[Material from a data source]
- - - - - - -

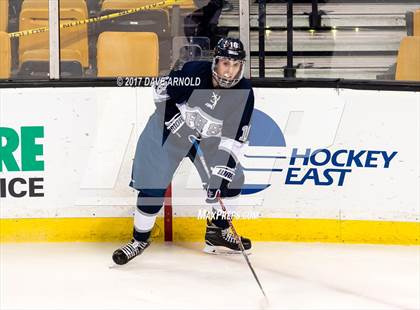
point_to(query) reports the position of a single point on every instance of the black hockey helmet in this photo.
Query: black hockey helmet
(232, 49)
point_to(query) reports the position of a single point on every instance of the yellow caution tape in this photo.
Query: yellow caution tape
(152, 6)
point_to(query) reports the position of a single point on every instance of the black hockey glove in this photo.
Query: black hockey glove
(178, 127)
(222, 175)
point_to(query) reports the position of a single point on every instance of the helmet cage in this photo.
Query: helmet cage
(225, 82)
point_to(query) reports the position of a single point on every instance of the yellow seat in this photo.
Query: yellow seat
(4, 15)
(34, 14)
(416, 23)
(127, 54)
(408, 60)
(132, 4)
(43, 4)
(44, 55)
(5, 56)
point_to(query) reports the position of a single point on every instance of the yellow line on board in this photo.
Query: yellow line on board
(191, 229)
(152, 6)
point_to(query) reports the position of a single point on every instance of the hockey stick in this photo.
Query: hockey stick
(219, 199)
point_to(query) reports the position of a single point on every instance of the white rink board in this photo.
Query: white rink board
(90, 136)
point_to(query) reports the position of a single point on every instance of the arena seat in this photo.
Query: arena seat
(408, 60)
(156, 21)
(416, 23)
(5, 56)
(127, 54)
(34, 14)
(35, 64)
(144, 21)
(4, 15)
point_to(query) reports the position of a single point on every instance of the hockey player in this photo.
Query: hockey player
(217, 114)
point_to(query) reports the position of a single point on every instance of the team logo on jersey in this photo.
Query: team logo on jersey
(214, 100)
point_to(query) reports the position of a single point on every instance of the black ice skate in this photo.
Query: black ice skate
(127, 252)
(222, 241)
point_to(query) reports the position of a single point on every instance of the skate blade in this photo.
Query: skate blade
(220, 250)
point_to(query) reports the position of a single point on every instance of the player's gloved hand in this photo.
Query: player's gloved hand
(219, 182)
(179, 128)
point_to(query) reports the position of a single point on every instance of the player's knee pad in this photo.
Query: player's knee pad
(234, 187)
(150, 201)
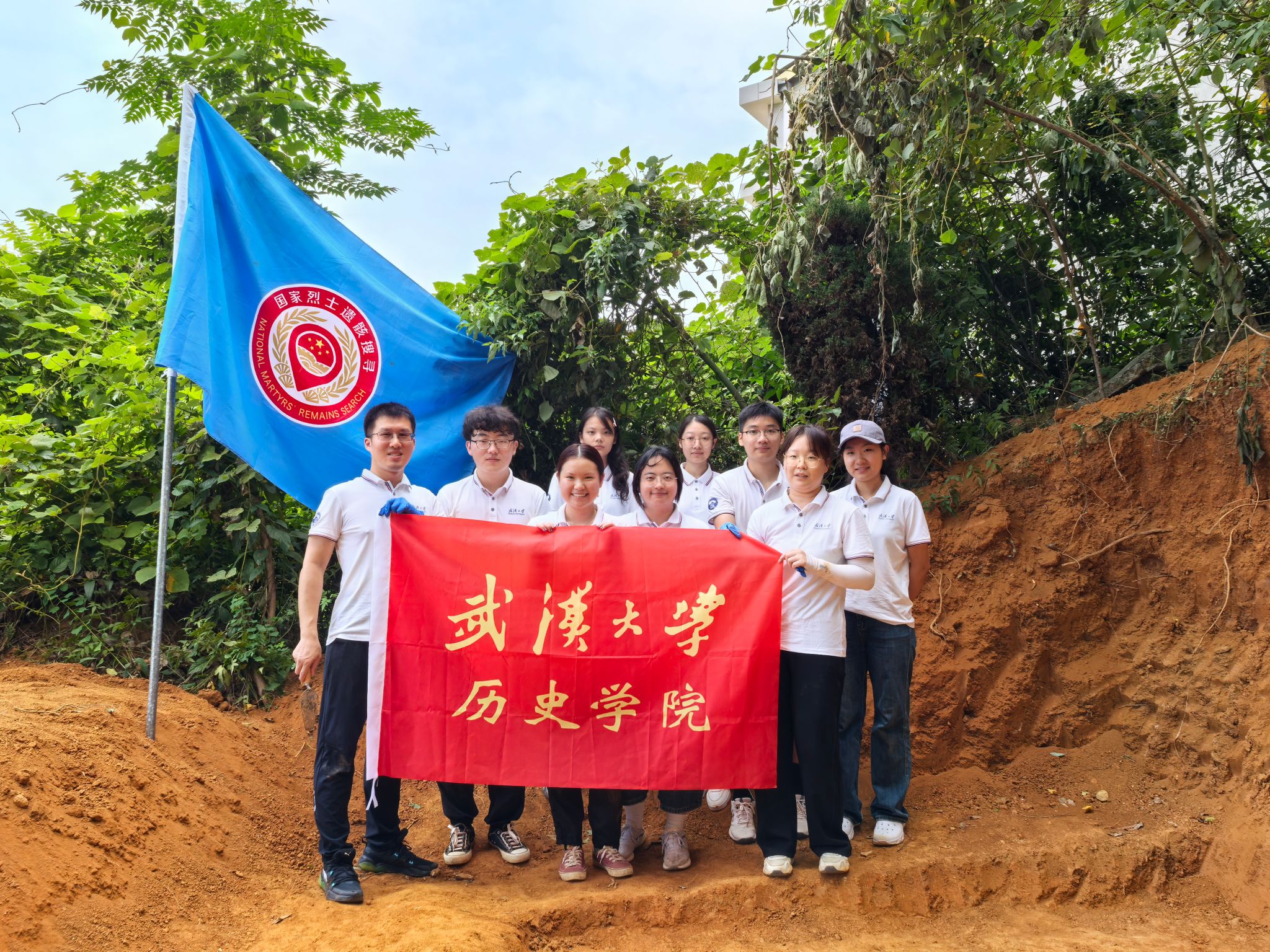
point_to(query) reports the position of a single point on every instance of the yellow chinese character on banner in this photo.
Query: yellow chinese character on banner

- - - - - - -

Given instruction: Rewrite the material from the line containing "skate in this photo." through the end, keeping the requests but leaving the pictures out, and multiply every coordinate in the answers by 0.6, rounding to whole numbers with halves rounded up.

Response:
point_to(query) reports the position of a single point on every instance of the black ice skate in this photo.
Query: black ice skate
(76, 151)
(133, 145)
point_to(query) reports the position of a single point on every instance of the skate blade in this photo.
Query: skate blade
(132, 150)
point_to(query) reports the position of a single point on every instance of the player's gloved hand in this photo.
Query: player's gloved hand
(131, 109)
(107, 77)
point_to(query) reports the position of a single point on every instance of the player's knee pad in this photo.
Query: player's knee pad
(140, 112)
(90, 121)
point_to(query) reports the position of a single point on every instance of the yellow chinese character on banner in this photo.
Query: yellow chinese character on banner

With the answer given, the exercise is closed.